Records from a segmentation dataset:
<<<<

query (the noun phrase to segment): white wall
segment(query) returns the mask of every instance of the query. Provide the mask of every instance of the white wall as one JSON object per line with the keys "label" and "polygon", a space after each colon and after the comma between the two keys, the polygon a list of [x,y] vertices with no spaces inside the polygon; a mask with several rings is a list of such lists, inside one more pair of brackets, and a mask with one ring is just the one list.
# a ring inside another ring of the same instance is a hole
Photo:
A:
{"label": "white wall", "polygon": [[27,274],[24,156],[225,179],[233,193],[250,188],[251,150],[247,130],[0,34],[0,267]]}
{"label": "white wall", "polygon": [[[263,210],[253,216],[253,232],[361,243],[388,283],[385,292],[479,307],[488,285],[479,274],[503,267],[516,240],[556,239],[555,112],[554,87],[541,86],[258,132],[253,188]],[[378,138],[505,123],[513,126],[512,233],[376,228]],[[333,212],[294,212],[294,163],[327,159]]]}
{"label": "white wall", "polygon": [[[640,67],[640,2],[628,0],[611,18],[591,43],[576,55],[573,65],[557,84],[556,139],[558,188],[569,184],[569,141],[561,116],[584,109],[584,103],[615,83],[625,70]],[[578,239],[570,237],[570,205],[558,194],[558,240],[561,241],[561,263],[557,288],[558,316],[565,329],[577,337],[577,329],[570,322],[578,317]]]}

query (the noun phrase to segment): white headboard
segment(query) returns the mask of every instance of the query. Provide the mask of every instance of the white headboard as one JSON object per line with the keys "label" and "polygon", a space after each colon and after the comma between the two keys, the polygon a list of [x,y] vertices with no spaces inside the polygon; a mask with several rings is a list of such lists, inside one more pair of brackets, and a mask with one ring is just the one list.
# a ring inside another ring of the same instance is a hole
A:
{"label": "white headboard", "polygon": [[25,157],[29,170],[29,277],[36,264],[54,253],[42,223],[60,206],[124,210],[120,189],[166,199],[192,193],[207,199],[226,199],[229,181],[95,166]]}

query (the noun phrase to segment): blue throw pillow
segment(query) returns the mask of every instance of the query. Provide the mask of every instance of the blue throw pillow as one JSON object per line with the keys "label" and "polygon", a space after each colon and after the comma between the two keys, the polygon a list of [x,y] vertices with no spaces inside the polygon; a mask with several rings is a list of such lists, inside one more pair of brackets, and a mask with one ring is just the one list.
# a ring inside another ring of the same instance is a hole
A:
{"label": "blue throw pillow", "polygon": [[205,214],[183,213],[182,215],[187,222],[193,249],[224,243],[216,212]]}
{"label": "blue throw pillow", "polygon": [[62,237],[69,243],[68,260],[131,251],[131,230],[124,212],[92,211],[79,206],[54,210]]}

>>>>

[What the exercise asks]
Render as a JSON list of strings the lines starting with the line containing "query (the noun phrase to segment): white headboard" and going on through the line containing "the white headboard", both included, one string per line and blank lines left out.

[Response to the task]
[
  "query (the noun phrase to segment): white headboard",
  "segment(query) returns the mask of every instance of the query. Provide the mask of every instance of the white headboard as one JSON object per line with the keys \"label\" and \"polygon\", a space after each colon and after the comma between the two keys, the polygon a list of [x,y] vertices with no spaces inside the polygon; a mask with several rings is a list of such lists, inside one more pair of brackets, and a mask with one ring is just the one list."
]